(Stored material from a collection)
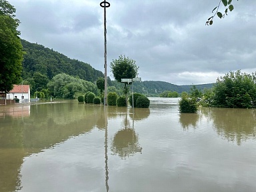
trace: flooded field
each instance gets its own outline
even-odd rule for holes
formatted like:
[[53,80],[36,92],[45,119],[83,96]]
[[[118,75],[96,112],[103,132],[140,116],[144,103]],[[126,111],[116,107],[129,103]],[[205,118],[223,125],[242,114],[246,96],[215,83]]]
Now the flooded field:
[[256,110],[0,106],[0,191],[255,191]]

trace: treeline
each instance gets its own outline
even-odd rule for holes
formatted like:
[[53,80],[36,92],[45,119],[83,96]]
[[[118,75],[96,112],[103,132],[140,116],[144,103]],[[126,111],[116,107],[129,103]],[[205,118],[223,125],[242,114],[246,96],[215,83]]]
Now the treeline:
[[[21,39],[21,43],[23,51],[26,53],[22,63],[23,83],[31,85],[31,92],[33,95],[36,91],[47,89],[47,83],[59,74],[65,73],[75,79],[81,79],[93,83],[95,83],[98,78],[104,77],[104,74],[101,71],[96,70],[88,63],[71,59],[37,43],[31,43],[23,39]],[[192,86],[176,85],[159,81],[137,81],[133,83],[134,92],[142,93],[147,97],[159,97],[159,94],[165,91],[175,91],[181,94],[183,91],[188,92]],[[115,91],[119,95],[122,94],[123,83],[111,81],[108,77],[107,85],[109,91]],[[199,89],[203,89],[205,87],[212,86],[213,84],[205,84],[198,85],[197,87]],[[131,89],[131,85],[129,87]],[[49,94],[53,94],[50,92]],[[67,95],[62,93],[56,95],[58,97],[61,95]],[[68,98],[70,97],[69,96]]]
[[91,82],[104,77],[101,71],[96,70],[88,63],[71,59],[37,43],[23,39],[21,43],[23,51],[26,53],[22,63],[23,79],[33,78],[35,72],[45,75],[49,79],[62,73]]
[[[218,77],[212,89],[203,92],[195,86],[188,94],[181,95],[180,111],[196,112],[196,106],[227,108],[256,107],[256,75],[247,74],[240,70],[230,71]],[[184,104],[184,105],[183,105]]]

**What needs to be done**
Starting at the beginning of the material and going on through the line with "[[256,110],[0,106],[0,191],[255,191]]", lay out those lines as a numbered list with blank lines omitted. Leave the pictures out.

**The solution**
1. trace: flooded field
2. each instance gets its own outline
3. even-odd rule for holes
4. formatted like:
5. [[53,80],[36,92],[45,119],[83,96]]
6. [[[118,75],[96,112],[103,132],[140,116],[144,103]],[[126,111],[116,107],[129,103]],[[205,118],[223,125],[242,114],[246,96],[215,83]]]
7. Now the flooded field:
8. [[256,110],[0,106],[0,191],[255,191]]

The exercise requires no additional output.